*** DATASET RECORDS Section Begins ***

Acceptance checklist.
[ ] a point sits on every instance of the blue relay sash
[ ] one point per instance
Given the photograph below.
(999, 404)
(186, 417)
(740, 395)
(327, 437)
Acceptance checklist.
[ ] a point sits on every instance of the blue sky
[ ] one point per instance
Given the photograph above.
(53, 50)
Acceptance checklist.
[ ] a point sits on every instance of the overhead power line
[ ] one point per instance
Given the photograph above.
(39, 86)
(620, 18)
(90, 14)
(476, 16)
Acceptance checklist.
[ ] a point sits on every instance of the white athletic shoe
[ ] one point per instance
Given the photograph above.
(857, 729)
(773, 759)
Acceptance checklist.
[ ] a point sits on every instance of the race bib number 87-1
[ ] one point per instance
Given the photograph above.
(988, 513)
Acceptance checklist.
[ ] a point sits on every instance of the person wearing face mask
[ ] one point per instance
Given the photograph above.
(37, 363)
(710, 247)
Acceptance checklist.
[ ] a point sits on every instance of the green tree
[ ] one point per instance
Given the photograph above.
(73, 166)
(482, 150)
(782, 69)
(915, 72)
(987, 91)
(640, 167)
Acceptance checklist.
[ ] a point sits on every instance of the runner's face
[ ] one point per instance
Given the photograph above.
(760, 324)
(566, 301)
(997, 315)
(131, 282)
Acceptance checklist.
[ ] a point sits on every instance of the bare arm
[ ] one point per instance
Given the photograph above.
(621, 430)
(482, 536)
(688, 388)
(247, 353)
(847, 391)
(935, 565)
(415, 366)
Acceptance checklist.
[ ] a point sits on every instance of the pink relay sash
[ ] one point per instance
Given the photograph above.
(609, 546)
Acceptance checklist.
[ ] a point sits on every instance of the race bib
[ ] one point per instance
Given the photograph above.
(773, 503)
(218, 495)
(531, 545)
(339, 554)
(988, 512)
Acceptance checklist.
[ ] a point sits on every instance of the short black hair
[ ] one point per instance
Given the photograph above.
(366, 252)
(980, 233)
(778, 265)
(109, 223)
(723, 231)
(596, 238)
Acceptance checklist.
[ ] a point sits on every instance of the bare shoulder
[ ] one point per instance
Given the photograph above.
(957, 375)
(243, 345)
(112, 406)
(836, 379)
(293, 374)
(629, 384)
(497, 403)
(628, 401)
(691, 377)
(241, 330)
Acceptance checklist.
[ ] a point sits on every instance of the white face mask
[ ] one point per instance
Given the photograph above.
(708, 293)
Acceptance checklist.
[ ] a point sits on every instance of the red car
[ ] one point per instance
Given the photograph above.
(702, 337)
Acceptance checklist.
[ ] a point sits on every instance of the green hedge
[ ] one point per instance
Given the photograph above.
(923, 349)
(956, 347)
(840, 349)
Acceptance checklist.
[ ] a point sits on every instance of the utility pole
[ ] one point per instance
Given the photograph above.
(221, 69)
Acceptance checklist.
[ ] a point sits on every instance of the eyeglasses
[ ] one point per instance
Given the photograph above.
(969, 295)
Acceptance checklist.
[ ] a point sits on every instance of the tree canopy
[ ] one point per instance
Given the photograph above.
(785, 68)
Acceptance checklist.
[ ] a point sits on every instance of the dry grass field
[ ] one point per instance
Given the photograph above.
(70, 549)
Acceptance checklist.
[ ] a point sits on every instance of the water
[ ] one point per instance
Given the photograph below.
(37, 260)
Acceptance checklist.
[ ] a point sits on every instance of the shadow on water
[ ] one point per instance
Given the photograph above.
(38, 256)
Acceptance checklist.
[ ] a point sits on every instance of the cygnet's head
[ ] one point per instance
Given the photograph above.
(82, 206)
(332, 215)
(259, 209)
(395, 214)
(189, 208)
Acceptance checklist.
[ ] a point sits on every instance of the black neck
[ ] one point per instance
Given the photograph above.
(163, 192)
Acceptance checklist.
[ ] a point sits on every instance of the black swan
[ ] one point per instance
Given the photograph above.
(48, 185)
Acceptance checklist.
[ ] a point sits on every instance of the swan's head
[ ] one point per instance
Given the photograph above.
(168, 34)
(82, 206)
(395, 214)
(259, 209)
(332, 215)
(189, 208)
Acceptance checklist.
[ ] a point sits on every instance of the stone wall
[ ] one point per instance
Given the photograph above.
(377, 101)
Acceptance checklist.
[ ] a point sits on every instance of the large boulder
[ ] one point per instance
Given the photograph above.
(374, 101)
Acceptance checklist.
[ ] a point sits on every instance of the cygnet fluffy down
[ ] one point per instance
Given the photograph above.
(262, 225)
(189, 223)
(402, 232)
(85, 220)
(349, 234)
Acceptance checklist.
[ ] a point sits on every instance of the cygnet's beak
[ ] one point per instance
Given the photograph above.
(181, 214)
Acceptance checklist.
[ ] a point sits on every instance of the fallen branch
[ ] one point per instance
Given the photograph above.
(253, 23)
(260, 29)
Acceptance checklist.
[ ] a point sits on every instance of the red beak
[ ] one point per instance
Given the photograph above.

*** DATASET RECORDS Section Ends ***

### TASK GOAL
None of the lines above may be skipped. Transcribe each one exactly.

### ANSWER BOX
Acceptance checklist.
[ ] a point sits on every instance of the blue relay sash
[ ] one point per instance
Given the photograph below.
(999, 404)
(186, 417)
(740, 395)
(327, 437)
Acceptance checklist.
[ ] a point sits on every instance of the blue sky
[ ] one point per instance
Given the photograph above.
(53, 50)
Acceptance checklist.
[ ] a point sits on every instance of the overhead power line
[ ] one point per instance
Given the photograph above.
(39, 86)
(620, 18)
(90, 14)
(476, 16)
Acceptance checklist.
[ ] a point sits on every instance of the white athletic shoe
[ ] one point per instance
Given the photograph above.
(857, 729)
(773, 759)
Acceptance checklist.
[ ] a point sits on every instance of the race bib number 87-1
[ ] one point per instance
Given the photograph above.
(988, 513)
Acceptance checklist.
[ ] a point sits on every instance of the person wearing face mask
[ ] one point per instance
Given the photograph above.
(37, 363)
(710, 247)
Acceptance checklist.
[ ] a point sits on every instance of the green tree
[ ] one point per instance
Given the photograph above.
(73, 166)
(482, 150)
(782, 69)
(915, 72)
(987, 91)
(640, 167)
Acceptance checklist.
[ ] a point sits on every instance of the runner's face
[ ] one point per instance
Given the photograph above.
(760, 324)
(566, 301)
(997, 315)
(131, 282)
Acceptance checklist.
[ ] a point sits on every instance of the bare arm
[ ] one point per instance
Given the photograph above.
(621, 430)
(482, 536)
(688, 388)
(247, 353)
(847, 391)
(935, 565)
(415, 366)
Acceptance checklist.
[ ] a point sits on every instance of the pink relay sash
[ ] one point per instance
Given the photograph above.
(609, 546)
Acceptance checklist.
[ ] a point sits on every instance of the race bib
[ ] one point per instance
Given the photograph above.
(773, 503)
(218, 495)
(531, 545)
(339, 554)
(988, 512)
Acceptance checklist.
[ ] a point sits on every instance of the short black hair
[ ] one point per instance
Given the photograph above.
(366, 252)
(980, 233)
(778, 265)
(109, 223)
(723, 231)
(596, 238)
Acceptance checklist.
[ ] a point sits on every instance of the bare shoulder
[ ] one point per instance
Given the photograph above.
(957, 375)
(243, 345)
(112, 406)
(836, 379)
(293, 374)
(629, 384)
(497, 403)
(628, 401)
(691, 377)
(241, 330)
Acceptance checklist.
[ ] a point sits on every instance of the white face mask
[ ] one point per instance
Given the photograph above.
(708, 293)
Acceptance checklist.
[ ] a point sits on every instance of the red car
[ ] one point per instance
Given the photograph above.
(702, 337)
Acceptance checklist.
[ ] a point sits on every instance of the green hedge
[ ] one point per instance
Given the photograph above.
(923, 349)
(956, 347)
(840, 349)
Acceptance checklist.
[ ] a point sits on every instance of the utility pole
[ ] one point per instance
Given the photograph above.
(221, 69)
Acceptance checklist.
[ ] a point sits on every instance of the eyeglasses
[ ] one point per instance
Given the photograph above.
(969, 295)
Acceptance checklist.
[ ] a point sits on every instance of the tree canopy
[ ] one point per instance
Given the photograph above.
(785, 68)
Acceptance checklist.
[ ] a point sits on every instance of the dry grass field
[ ] one point per instance
Given the photograph above.
(70, 549)
Acceptance checklist.
[ ] a point sits on every instance of the water
[ ] one point per instance
Given the photograph below.
(37, 260)
Acceptance checklist.
[ ] a point sits on every instance of the shadow on water
[ ] one point per instance
Given the photograph above.
(38, 256)
Acceptance checklist.
[ ] a point sits on every instance of the cygnet's head
[ ] one point per instance
Given the photograph above.
(82, 206)
(332, 215)
(259, 209)
(395, 214)
(189, 208)
Acceptance checklist.
[ ] a point sits on every instance of the black neck
[ ] one point per instance
Given the photograph above.
(163, 192)
Acceptance checklist.
[ ] a point sits on every instance of the black swan
[ ] one point per instance
Given the photograph above.
(48, 185)
Acceptance checklist.
[ ] a point sits on every instance of the swan's head
[ ] one point per instance
Given the photograph above.
(168, 34)
(82, 206)
(395, 214)
(259, 209)
(332, 215)
(189, 208)
Acceptance checklist.
[ ] a point sits on every instance of the stone wall
[ ] one point per instance
Given the photograph above.
(377, 101)
Acceptance checklist.
[ ] a point sits on every instance of the large boulder
[ ] one point per instance
Given the photograph above.
(374, 101)
Acceptance checklist.
[ ] a point sits on every instance of the cygnet fluffy down
[ ] one point per instance
Given the photograph above.
(262, 225)
(189, 223)
(402, 232)
(85, 220)
(349, 234)
Acceptance checklist.
[ ] a point sits on every instance of the cygnet's beak
[ ] one point per instance
Given the photograph above.
(181, 214)
Acceptance checklist.
[ ] a point sits on every instance of the fallen branch
[ ] one point per instance
Given the photograph above.
(253, 23)
(260, 29)
Acceptance checklist.
[ ] a point sits on every instance of the red beak
[ ] one point per instance
Given the photograph above.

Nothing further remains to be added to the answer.